**GIVEN PASSAGE:**
################

The staff were gathered together when the announcement of his death was made earlier that week. Many were moved to tears. I hung my head but to be honest I didn’t know him, his days of calling into the store and overseeing the business had long passed. We opened late that day, after we dressed the store in black, trimming last used when the old Queen died.
That week in September everyone spoke about Mr Levi in hushed, reverent voices. I wondered if he was really that well liked, or whether this was just the ‘old order’ speaking; those who touched their forelock when the squire drove past in his carriage.
The end of an era, people said. At 16 you don’t really appreciate what that means. But a year later the world was at war. Nothing was ever the same again.
The facts …
The remains of the late Mr Levi Lapper Morse were laid to rest at Swindon Cemetery on Saturday, when nearly 5,000 people witnessed the last rites.
The Cortege, on leaving The Croft, proceeded to the Regent Street primitive Methodist Church. It was headed by a posse of police under Inspector Winchcombe. Then followed the borough magistrates and the Mayor (Mr J.J. Shawyer). The deputy mayor (Mr G. Brooks), and the Town Clerk (Mr R. Hilton). Most of the members of the Corporation and representatives of the principal public bodies brought up the rear of the first portion of the procession. Two carriages laden with beautiful wreaths proceeded the handbier, on which the coffin was laid.

################

**ENTRIES:**
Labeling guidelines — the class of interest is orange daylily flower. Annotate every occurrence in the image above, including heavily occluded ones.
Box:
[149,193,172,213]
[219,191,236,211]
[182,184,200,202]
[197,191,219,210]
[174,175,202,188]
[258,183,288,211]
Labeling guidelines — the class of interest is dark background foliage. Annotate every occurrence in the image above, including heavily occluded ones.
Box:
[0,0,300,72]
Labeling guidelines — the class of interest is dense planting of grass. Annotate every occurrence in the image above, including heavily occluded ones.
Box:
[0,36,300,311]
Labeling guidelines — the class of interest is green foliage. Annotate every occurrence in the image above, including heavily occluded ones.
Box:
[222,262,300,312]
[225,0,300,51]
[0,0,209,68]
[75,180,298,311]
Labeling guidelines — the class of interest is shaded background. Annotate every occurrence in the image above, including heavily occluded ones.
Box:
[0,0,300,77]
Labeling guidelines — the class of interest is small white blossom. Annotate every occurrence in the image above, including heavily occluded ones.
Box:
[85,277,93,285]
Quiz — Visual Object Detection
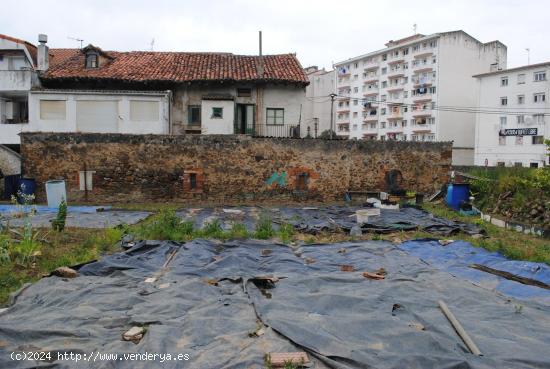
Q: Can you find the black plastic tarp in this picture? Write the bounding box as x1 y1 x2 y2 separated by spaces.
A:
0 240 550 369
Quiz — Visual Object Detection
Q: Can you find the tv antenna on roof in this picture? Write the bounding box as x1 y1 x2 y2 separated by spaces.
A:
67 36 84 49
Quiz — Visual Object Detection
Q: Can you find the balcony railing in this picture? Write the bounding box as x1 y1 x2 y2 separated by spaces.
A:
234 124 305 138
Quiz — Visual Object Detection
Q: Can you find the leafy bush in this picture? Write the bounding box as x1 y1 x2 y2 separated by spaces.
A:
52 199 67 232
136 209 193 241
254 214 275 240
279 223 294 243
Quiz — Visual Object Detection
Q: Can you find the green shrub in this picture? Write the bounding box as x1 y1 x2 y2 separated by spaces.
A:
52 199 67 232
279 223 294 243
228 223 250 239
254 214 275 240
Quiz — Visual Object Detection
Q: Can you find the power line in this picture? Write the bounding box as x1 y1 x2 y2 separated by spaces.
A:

################

**REQUIREMENT 1:**
According to the funeral passage, how many people witnessed the last rites for Mr Levi Lapper Morse?
**REQUIREMENT 2:**
For each statement, say whether it agrees with the funeral passage, giving yes or no and quoting the words that decide it: (a) The Mayor was Mr J.J. Shawyer. (b) The narrator knew Mr Levi well. (c) The cortege went from The Croft to a Wesleyan church.
**REQUIREMENT 3:**
Please pick up the funeral passage after its last sentence and carry it on.
The entries come from a different source than the funeral passage.

**FINAL ANSWER 1:**
Nearly 5,000 people.

**FINAL ANSWER 2:**
(a) Yes: "the Mayor (Mr J.J. Shawyer)"
(b) No: "to be honest I didn’t know him"
(c) No: "proceeded to the Regent Street primitive Methodist Church"

**FINAL ANSWER 3:**
An imposing spectacle was made by the male and female employees of Mr Morse’s business, who came immediately behind the carriages conveying the family mourners. Next were the representatives of religious bodies, and finally about 200 friends and acquaintances who had attend to pay their last tributes of respect.
Besides the family wreaths were tributes from Sir William and Lady Hartley, the members of the Swindon Primitive Methodist circuits, the North Wilts Liberal Association, Members of the second Methodist circuit quarterly meeting, the business staff etc.
A Friend’s Tribute
An impressive panegyric was delivered by the Rev T.M. Pinnock, who described the late alderman as ‘my faithful and true friend for 40 years.” Speaking with evident emotion, the reverend gentleman referred to Mr Morse’s generosity to the Church both locally and in the connexion generally. Without him it would have been impossible for their church in Swindon to be what it was that day. Reference was also made to Mr Morse’s unobtrusiveness and natural business talent, which latter quality he made of immense serve to the Church. “He never forsook the friends of his youth,” added the speaker, “and he died fearing God. He sought to make God’s will the rule of his conduct, God’s service the joy of his heart, and God’s glory was the aim of his life.”
Another brief but earnest tribute was given by the Rev J.D. Thompson (general committee secretary), who said the sympathy of Primitive Methodists all over the country went out to the bereaved.
During the service the hymns “O God our help in ages past” and “Rock of Ages” were sung.
A cordon of police had been drawn round the chapel, on the west side of which was the grave, lined with the deceased’s favourite flowers – red roses – and many other beautiful blooms. Large and sympathetic crowds witnessed the final rites, conducted by the Revs. J.D. Jackson and J. Dobson.
A memorial service was conducted by the Rev T. Mostyn Pinnock (formerly of Swindon), at the Regent Street Church on Sunday night.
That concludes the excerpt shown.